(MATERIAL FOR THE TASK):
-----

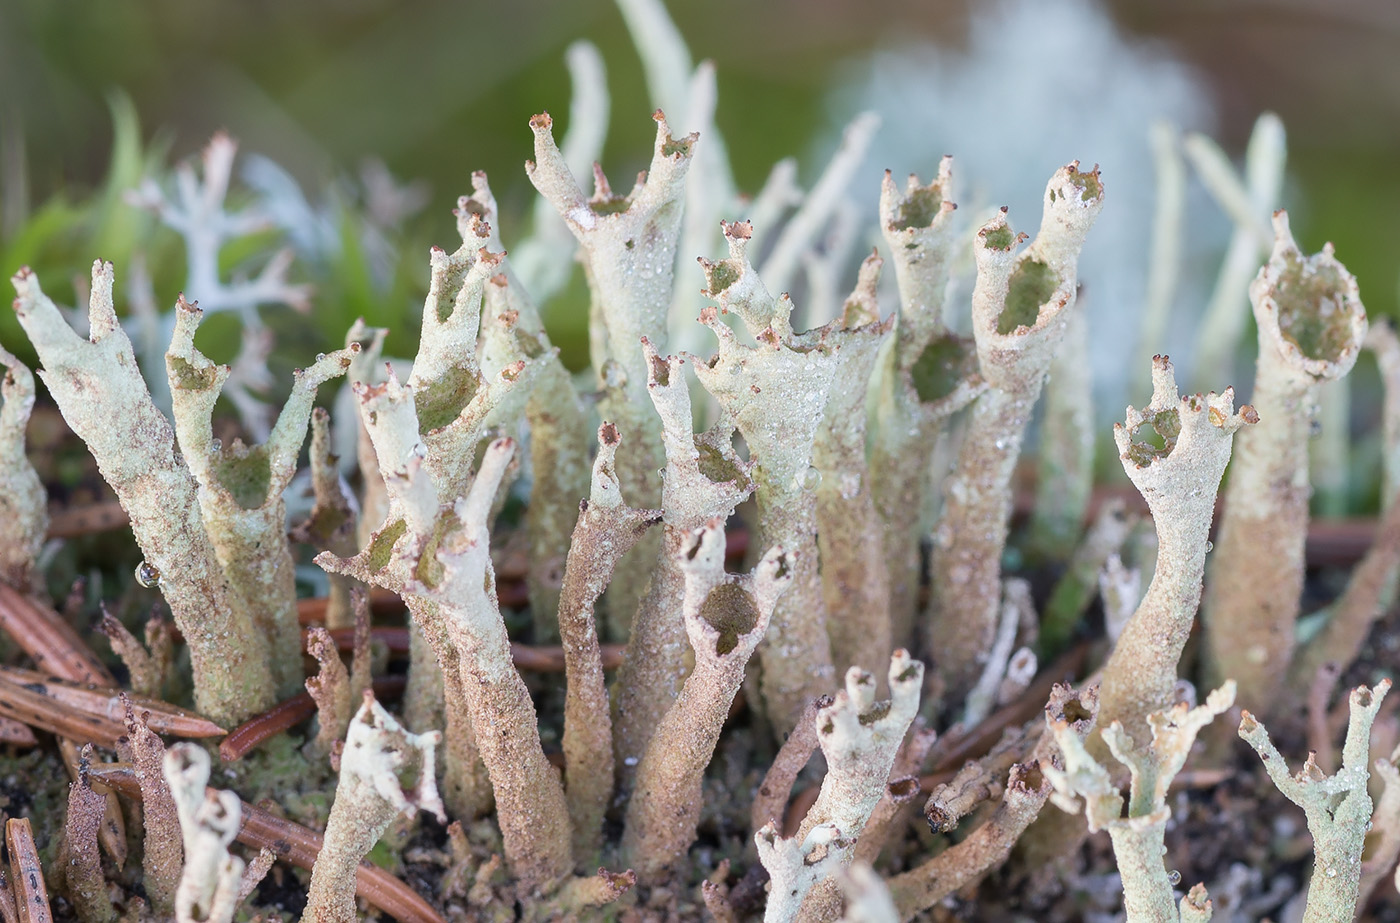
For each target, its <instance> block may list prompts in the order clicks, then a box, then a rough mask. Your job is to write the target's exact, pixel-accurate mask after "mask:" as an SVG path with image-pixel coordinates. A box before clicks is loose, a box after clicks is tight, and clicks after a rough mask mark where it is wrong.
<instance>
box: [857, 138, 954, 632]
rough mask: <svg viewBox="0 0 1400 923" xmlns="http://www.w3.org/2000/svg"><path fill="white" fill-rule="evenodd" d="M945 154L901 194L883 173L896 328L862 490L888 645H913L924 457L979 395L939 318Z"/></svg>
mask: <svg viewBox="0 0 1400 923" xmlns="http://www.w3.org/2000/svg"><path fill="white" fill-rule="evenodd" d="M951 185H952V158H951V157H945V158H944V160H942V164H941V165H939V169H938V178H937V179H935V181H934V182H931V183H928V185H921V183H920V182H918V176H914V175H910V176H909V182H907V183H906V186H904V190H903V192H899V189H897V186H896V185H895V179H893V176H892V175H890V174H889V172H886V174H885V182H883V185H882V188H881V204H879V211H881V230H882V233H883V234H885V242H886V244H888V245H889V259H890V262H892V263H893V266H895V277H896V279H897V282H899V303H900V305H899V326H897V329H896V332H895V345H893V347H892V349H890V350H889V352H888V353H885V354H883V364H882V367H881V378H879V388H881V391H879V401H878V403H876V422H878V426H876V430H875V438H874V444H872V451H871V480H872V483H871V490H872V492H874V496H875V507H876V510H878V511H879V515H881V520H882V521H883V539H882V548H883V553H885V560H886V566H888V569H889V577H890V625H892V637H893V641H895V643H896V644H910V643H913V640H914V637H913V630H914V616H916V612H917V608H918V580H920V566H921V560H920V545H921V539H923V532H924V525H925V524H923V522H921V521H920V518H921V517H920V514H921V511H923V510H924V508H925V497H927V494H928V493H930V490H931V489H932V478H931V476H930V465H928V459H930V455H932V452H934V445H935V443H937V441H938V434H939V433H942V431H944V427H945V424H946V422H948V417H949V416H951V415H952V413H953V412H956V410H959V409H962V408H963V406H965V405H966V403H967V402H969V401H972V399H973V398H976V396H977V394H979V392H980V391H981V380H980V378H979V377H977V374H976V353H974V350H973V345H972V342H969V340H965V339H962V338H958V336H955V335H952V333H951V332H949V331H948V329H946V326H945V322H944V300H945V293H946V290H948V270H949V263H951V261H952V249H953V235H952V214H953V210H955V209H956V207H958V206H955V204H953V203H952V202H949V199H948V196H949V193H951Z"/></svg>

-----

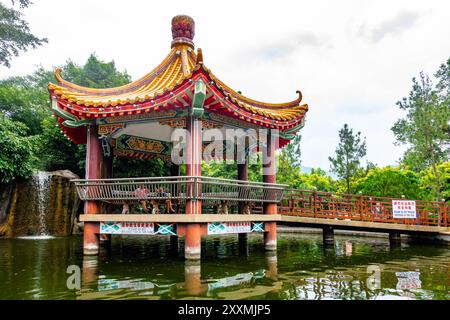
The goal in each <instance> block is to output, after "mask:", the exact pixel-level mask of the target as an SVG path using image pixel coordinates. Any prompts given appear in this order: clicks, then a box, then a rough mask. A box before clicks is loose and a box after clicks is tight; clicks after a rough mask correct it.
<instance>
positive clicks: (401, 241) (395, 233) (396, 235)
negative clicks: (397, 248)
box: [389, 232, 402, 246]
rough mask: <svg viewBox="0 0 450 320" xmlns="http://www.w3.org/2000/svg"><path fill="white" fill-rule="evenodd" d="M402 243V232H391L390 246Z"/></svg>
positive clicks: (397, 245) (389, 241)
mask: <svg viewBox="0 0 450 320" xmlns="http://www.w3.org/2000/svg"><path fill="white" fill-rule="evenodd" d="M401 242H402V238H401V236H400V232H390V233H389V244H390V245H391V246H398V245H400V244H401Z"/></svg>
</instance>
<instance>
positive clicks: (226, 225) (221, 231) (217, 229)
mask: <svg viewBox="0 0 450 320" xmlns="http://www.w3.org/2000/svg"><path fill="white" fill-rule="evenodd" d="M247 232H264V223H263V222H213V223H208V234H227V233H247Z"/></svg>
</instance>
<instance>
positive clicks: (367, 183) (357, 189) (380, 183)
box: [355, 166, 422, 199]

-----

(ACTIVITY): Reproduce word for word the material above, beginning with the line that contains "positive clicks: (226, 225)" and ending with the line that contains "box: [355, 166, 422, 199]".

(REPLY TO THE TASK):
positive clicks: (226, 225) (221, 231) (217, 229)
mask: <svg viewBox="0 0 450 320" xmlns="http://www.w3.org/2000/svg"><path fill="white" fill-rule="evenodd" d="M247 232H264V223H263V222H213V223H208V234H227V233H247Z"/></svg>
</instance>
<instance>
positive clicks: (367, 183) (357, 189) (380, 183)
box: [355, 166, 422, 199]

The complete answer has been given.